# ARTICOLO
◇ ◇ ◇

Secondo questa ipotesi, certamente assai verosimile e ben fondata, il ms. C 4.940 dovette essere composto per l’uso dei frati di SMN e in un periodo di tempo piuttosto breve, dovendo sostituire, riuniti in un solo volume, gli scritti di fra Remigio sparsi in parecchi codici diversi, che dovevano essere venduti (Introduz. p. XXXI; cf. ib. p. 189 n. 25-27).
Lasciando da parte il problema cronologico della composizione delle opere raccolte nella silloge di cod. C (cf. Un’introduzione, MD 1981, 38-66), l’ipotesi
a) suppone che i singoli trattati fossero contenuti in codici indipendenti, scritti e confezionati per poter essere immessi nel mercato librario (editio);
b) suppone che tra i libri venduti in occasione della costruzione della domus e scuola ci fossero anche codici contenenti scritti di Remigio;
c) e suppone infine che le opere di Remigio fossero di quelle assorbibili dal mercato librario della Firenze del tempo.
Ora in che stato fossero i testi remigiani da cui copiavano i copisti di cod. C (se già rifiniti e approntati per il pubblico o semplicemente in carte o quaderni a uso dell’autore) è proprio il punto che va stabilito; e lo si può fare solo recensendo sistematicamente gl’incidenti di copia di cod. C. Prima d’ipotizzare che tali codici fossero stati venduti, bisogna accertare se siano mai esistiti!

◇ ◇ ◇

# Record tratti da una raccolta
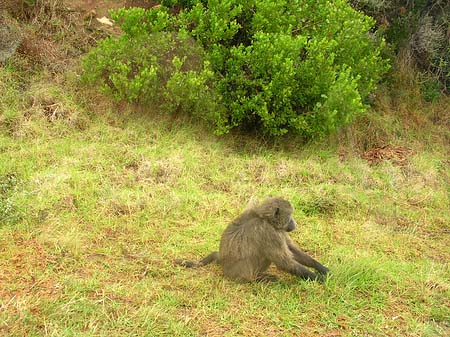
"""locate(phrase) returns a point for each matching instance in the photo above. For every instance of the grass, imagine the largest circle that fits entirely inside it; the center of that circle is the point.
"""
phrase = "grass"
(97, 201)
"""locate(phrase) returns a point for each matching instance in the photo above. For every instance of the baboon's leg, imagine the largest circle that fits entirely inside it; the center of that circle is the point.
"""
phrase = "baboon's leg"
(266, 278)
(306, 260)
(213, 257)
(287, 263)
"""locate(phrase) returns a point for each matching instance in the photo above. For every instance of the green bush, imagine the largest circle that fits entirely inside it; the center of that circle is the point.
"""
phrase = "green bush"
(301, 66)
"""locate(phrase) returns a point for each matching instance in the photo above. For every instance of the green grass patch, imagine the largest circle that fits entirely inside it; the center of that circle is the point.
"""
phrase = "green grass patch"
(97, 200)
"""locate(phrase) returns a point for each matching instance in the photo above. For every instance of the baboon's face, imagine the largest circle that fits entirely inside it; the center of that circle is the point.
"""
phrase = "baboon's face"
(284, 218)
(291, 225)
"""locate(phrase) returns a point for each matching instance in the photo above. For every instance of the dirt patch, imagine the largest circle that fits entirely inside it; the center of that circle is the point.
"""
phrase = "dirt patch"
(397, 154)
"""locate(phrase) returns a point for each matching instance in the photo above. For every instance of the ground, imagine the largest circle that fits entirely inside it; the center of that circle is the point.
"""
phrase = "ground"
(97, 198)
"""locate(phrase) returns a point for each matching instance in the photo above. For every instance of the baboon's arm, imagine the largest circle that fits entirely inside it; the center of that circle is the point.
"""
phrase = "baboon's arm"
(306, 260)
(284, 261)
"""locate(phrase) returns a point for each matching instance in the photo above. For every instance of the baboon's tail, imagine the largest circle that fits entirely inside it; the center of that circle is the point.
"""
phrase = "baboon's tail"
(213, 257)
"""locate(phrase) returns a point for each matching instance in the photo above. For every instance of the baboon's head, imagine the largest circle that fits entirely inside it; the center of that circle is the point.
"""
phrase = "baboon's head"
(279, 213)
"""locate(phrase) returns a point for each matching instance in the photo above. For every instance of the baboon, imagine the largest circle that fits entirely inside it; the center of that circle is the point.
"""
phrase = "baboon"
(257, 238)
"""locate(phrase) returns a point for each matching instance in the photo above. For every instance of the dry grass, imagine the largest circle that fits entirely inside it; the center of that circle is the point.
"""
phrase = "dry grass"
(98, 199)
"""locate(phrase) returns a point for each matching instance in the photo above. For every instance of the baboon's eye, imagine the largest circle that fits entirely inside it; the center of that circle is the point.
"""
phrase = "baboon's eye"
(277, 212)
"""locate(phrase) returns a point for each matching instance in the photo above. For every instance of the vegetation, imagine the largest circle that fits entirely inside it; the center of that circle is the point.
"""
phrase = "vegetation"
(270, 66)
(97, 198)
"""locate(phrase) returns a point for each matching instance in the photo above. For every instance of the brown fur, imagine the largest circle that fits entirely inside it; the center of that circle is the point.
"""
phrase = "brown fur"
(257, 238)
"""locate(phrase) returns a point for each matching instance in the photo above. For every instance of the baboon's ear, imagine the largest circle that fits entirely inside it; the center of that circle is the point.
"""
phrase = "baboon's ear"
(277, 212)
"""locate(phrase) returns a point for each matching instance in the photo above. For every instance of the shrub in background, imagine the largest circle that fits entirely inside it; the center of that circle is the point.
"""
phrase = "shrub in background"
(301, 66)
(421, 28)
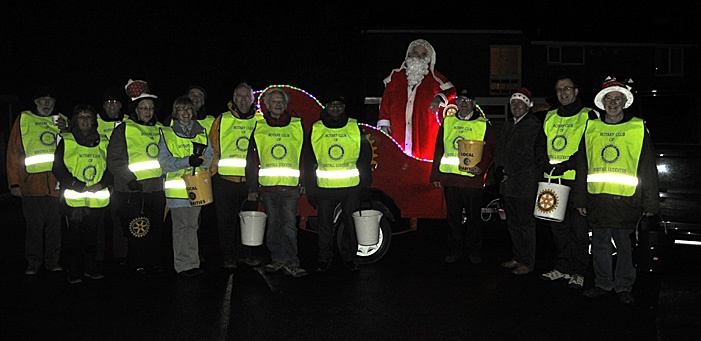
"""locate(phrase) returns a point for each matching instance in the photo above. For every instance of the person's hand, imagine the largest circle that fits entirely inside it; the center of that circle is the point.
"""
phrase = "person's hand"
(16, 191)
(253, 196)
(195, 160)
(134, 185)
(436, 103)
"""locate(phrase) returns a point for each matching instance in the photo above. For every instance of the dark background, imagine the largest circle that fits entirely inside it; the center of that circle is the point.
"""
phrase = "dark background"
(83, 47)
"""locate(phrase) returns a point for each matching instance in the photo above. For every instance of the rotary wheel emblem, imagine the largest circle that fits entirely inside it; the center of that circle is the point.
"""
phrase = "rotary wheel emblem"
(139, 226)
(547, 201)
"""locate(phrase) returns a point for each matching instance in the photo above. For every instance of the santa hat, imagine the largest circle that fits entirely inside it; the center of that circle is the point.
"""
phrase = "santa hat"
(523, 95)
(610, 85)
(137, 90)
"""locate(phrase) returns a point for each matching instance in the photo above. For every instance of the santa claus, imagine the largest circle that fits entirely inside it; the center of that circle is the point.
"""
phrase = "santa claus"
(411, 100)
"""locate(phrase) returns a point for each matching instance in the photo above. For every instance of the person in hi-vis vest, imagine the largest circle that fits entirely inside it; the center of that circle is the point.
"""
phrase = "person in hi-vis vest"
(80, 165)
(132, 158)
(177, 155)
(273, 174)
(230, 136)
(463, 189)
(30, 155)
(616, 184)
(337, 167)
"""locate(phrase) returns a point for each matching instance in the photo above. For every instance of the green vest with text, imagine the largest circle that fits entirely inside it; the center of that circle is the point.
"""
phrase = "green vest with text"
(39, 141)
(564, 135)
(279, 153)
(234, 135)
(613, 153)
(454, 130)
(87, 164)
(337, 151)
(142, 149)
(179, 147)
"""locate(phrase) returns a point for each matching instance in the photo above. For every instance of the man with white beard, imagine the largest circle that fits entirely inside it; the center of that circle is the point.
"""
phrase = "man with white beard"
(413, 94)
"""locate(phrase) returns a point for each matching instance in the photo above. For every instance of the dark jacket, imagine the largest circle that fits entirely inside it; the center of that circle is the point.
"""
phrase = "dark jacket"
(615, 211)
(522, 156)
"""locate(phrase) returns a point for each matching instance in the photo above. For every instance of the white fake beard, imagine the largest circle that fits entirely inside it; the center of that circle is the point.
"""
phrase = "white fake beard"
(416, 69)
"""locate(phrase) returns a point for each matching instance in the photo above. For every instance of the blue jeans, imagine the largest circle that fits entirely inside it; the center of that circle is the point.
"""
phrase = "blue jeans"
(601, 250)
(281, 231)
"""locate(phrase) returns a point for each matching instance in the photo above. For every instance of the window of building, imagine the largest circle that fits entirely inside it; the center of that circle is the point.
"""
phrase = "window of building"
(669, 61)
(569, 55)
(505, 69)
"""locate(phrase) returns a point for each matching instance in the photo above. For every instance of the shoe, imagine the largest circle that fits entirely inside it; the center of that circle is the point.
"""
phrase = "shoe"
(248, 261)
(576, 281)
(229, 264)
(554, 275)
(626, 297)
(451, 259)
(192, 272)
(94, 275)
(512, 264)
(351, 265)
(522, 270)
(474, 259)
(31, 270)
(595, 292)
(323, 266)
(294, 271)
(275, 266)
(54, 267)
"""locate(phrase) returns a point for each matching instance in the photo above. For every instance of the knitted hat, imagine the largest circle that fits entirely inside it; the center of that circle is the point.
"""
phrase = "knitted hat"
(611, 84)
(522, 94)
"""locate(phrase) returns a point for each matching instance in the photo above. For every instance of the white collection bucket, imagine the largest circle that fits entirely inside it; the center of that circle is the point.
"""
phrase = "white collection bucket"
(551, 201)
(367, 226)
(252, 227)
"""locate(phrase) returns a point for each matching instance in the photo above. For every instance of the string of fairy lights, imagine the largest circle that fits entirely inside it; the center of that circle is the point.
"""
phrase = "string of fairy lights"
(439, 115)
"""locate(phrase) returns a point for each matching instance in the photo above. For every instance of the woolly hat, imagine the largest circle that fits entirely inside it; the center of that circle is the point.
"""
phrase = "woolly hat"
(198, 88)
(44, 91)
(522, 94)
(611, 84)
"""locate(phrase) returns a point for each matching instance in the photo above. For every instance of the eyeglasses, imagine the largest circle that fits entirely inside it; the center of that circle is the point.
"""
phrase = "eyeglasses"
(563, 89)
(615, 100)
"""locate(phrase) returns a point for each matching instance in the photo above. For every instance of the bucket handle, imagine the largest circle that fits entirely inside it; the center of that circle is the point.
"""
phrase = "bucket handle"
(559, 178)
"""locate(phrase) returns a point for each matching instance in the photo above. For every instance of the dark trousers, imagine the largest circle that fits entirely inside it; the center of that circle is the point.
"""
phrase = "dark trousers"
(571, 237)
(521, 224)
(326, 203)
(144, 249)
(229, 197)
(464, 238)
(80, 241)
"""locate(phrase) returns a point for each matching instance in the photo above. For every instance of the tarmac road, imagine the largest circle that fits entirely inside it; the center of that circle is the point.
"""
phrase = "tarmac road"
(410, 294)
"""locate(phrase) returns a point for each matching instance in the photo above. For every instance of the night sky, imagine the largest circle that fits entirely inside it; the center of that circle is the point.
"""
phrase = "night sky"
(83, 47)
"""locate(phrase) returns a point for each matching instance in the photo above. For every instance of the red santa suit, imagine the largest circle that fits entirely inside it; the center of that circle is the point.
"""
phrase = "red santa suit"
(407, 110)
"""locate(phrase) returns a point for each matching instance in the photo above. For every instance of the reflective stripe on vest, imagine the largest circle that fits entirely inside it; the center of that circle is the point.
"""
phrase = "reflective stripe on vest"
(337, 151)
(564, 135)
(87, 164)
(178, 146)
(454, 130)
(142, 150)
(613, 153)
(234, 136)
(279, 153)
(39, 141)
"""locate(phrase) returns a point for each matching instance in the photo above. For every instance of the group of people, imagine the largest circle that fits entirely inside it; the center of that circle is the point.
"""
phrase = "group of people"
(606, 159)
(97, 169)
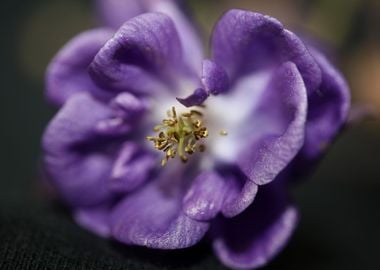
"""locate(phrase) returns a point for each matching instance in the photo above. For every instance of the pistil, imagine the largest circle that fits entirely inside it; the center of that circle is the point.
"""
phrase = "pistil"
(180, 135)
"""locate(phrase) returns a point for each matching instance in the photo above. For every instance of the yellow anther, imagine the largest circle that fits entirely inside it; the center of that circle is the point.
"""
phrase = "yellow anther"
(179, 134)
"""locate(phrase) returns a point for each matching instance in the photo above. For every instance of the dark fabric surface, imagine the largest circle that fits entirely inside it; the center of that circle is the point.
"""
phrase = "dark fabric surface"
(339, 204)
(339, 228)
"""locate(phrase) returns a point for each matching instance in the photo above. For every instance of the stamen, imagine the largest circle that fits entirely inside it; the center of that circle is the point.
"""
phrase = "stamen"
(179, 134)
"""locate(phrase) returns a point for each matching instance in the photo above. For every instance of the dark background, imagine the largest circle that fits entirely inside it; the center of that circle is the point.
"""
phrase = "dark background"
(340, 225)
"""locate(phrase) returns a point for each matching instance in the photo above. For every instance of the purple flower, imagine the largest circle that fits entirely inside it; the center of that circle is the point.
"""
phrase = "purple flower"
(154, 147)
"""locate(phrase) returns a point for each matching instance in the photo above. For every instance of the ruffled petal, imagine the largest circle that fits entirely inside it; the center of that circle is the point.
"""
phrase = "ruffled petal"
(153, 217)
(214, 81)
(76, 159)
(132, 168)
(67, 73)
(280, 118)
(328, 109)
(116, 12)
(241, 193)
(257, 235)
(244, 41)
(141, 56)
(204, 199)
(94, 219)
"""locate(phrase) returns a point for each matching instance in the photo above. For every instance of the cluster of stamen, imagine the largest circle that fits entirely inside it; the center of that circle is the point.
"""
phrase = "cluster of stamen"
(180, 135)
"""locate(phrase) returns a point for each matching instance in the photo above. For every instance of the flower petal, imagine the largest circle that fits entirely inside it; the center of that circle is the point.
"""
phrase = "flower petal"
(204, 199)
(214, 77)
(131, 169)
(241, 193)
(117, 12)
(153, 217)
(114, 13)
(67, 73)
(328, 109)
(78, 161)
(141, 56)
(281, 116)
(253, 238)
(94, 219)
(195, 99)
(244, 41)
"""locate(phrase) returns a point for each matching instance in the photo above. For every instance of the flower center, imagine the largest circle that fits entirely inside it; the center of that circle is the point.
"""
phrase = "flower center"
(180, 135)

◇ ◇ ◇

# ESERCIZIO DA SVOLGERE
Elenchi tutte le supposizioni che, secondo l'articolo, sono implicite nell'ipotesi sulla composizione del ms. C 4.940.

# SOLUZIONE DELL'ESERCIZIO
- Che i singoli trattati fossero contenuti in codici indipendenti, scritti e confezionati per poter essere immessi nel mercato librario (editio).
- Che tra i libri venduti in occasione della costruzione della domus e scuola ci fossero anche codici contenenti scritti di Remigio.
- Che le opere di Remigio fossero di quelle assorbibili dal mercato librario della Firenze del tempo.